_Task brief_.
Please return the lines, both ends included, that run from the one containing "</instance>" to the last line of the data below, exactly and alone.

========================================================================

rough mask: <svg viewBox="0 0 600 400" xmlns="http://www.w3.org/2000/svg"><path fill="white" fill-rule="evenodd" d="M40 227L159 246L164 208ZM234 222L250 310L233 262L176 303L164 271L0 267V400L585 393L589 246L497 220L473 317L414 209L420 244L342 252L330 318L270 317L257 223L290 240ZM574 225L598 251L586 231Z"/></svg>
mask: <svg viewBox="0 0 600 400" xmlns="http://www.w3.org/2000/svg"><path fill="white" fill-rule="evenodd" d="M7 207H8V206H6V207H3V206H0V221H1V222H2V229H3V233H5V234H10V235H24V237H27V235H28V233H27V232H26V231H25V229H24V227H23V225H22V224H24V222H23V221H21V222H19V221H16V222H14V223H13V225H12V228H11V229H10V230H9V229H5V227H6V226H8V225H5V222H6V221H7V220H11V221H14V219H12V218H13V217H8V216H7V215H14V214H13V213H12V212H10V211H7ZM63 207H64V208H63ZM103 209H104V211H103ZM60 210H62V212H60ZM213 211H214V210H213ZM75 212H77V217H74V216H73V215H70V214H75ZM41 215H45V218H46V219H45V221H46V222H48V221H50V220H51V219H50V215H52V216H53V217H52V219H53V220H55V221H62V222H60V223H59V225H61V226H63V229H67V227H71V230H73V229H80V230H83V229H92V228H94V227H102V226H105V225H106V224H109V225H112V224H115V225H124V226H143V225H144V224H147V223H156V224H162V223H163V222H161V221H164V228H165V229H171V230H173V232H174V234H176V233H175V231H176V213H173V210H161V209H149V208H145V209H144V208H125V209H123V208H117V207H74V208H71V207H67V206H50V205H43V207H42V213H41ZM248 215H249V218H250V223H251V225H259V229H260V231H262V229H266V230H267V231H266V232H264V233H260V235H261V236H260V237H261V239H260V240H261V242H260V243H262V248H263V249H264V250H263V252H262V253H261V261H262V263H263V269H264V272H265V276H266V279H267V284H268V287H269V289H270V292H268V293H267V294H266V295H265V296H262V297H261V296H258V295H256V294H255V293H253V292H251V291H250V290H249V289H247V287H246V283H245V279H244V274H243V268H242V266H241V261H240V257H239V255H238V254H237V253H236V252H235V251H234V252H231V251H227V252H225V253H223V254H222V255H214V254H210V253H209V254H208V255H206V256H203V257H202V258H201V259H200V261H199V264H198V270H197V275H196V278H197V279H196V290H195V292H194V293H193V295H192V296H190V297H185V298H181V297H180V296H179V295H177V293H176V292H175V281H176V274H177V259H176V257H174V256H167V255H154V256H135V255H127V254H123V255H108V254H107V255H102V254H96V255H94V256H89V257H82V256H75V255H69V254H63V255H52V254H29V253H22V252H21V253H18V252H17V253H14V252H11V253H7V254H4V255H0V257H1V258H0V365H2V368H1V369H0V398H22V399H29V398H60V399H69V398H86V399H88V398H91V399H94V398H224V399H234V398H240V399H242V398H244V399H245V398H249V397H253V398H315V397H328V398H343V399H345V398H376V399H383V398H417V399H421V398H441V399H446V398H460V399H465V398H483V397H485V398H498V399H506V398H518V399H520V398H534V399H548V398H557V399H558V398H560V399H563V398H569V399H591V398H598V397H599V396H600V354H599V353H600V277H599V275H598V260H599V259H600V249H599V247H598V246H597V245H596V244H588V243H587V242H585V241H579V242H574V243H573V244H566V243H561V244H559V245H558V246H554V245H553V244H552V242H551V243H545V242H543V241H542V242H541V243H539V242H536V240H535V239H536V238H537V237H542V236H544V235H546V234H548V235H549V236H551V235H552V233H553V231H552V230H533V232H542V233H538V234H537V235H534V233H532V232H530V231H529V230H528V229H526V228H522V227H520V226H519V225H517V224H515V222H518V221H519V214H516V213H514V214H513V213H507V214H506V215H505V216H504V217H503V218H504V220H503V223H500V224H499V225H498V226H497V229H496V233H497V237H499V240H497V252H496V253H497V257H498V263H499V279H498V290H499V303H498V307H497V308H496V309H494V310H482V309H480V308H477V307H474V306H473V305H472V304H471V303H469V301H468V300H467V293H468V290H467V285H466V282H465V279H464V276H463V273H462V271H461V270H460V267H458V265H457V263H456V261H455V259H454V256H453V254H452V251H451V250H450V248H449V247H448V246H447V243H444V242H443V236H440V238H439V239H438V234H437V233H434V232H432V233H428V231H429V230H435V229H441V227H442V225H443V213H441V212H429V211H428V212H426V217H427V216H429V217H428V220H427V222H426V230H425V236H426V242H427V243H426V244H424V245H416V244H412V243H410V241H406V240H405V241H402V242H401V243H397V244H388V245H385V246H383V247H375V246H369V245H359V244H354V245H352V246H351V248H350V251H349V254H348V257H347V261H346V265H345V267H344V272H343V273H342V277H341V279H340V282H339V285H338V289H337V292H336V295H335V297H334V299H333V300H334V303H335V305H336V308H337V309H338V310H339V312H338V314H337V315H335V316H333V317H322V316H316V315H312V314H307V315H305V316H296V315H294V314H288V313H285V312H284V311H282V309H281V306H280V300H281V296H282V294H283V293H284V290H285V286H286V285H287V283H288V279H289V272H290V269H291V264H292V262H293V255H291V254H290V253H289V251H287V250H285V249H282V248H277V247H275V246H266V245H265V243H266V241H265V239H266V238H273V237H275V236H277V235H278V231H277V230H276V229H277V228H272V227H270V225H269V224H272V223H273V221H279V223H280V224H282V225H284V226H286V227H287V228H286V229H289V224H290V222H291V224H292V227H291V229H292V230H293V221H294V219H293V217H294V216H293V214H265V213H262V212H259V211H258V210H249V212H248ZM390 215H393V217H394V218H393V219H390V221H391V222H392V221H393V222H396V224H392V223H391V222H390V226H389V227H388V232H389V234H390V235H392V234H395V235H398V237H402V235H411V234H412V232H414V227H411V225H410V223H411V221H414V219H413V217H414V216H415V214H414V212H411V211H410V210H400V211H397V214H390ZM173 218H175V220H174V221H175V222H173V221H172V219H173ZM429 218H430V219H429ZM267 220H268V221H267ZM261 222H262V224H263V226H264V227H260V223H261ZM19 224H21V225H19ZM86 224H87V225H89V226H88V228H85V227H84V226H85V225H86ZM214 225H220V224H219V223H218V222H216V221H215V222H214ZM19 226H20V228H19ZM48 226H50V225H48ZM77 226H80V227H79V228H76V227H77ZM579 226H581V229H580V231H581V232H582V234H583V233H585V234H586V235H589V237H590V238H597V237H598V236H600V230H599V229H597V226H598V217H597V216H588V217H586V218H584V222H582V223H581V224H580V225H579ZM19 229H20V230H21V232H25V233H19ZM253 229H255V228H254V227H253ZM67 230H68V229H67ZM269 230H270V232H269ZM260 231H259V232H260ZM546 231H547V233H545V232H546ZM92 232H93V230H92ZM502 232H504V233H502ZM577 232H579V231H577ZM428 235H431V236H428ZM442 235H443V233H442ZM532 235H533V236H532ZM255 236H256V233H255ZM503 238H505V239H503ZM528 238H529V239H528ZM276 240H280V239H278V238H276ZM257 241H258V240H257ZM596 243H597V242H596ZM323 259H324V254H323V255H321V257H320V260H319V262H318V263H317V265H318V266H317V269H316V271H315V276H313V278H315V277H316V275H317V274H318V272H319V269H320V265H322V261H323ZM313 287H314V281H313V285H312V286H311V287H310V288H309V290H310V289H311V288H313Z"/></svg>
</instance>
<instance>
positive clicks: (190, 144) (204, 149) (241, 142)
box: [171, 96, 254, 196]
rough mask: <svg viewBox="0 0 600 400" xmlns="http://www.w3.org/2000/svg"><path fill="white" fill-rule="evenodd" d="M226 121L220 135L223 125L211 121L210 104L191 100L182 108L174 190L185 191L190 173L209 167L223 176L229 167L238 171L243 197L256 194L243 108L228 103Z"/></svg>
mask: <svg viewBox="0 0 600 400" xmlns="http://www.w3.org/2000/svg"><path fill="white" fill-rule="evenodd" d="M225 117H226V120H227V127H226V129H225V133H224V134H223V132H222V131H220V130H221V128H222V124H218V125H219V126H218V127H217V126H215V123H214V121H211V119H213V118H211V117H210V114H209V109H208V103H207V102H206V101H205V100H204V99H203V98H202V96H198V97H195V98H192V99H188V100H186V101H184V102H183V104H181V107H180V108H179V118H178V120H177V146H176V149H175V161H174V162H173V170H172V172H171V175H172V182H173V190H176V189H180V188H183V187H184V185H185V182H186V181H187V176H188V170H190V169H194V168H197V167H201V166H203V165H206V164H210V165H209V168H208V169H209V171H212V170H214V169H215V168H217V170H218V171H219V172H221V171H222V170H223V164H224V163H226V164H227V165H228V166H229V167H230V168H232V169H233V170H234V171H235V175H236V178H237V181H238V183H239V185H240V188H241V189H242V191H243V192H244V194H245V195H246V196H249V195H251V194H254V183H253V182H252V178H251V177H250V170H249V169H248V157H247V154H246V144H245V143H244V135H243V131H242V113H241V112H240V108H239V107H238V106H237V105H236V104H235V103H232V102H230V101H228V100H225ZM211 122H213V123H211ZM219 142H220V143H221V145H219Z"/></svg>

========================================================================

_Answer area_.
</instance>
<instance>
positive clicks: (190, 144) (204, 149) (241, 142)
box: [171, 96, 254, 196]
rough mask: <svg viewBox="0 0 600 400" xmlns="http://www.w3.org/2000/svg"><path fill="white" fill-rule="evenodd" d="M226 121L220 135L223 125L211 121L210 104L191 100L182 108L174 190L185 191L190 173L209 167L223 176L229 167L238 171L243 197L256 194L243 108L228 103Z"/></svg>
mask: <svg viewBox="0 0 600 400" xmlns="http://www.w3.org/2000/svg"><path fill="white" fill-rule="evenodd" d="M225 117H226V120H227V127H226V129H225V133H224V134H223V132H222V131H220V130H221V128H222V124H218V125H219V126H218V127H217V126H215V123H214V121H211V119H213V118H211V117H210V114H209V109H208V103H207V102H206V101H205V100H204V99H203V98H202V96H198V97H195V98H192V99H188V100H186V101H184V102H183V104H181V107H180V108H179V118H178V120H177V146H176V149H175V161H174V162H173V170H172V172H171V175H172V182H173V190H176V189H180V188H183V187H184V185H185V182H186V181H187V176H188V170H190V169H194V168H197V167H201V166H203V165H206V164H210V165H209V168H208V169H209V171H212V170H214V169H215V168H217V170H218V171H219V172H221V171H222V170H223V164H224V163H226V164H227V165H228V166H229V167H230V168H232V169H233V170H234V171H235V175H236V178H237V181H238V183H239V185H240V188H241V189H242V191H243V192H244V194H245V195H246V196H249V195H251V194H254V183H253V182H252V178H251V177H250V170H249V169H248V157H247V154H246V144H245V143H244V135H243V131H242V113H241V112H240V108H239V107H238V106H237V105H236V104H235V103H232V102H230V101H228V100H225ZM211 122H213V123H211ZM219 142H220V143H221V145H219Z"/></svg>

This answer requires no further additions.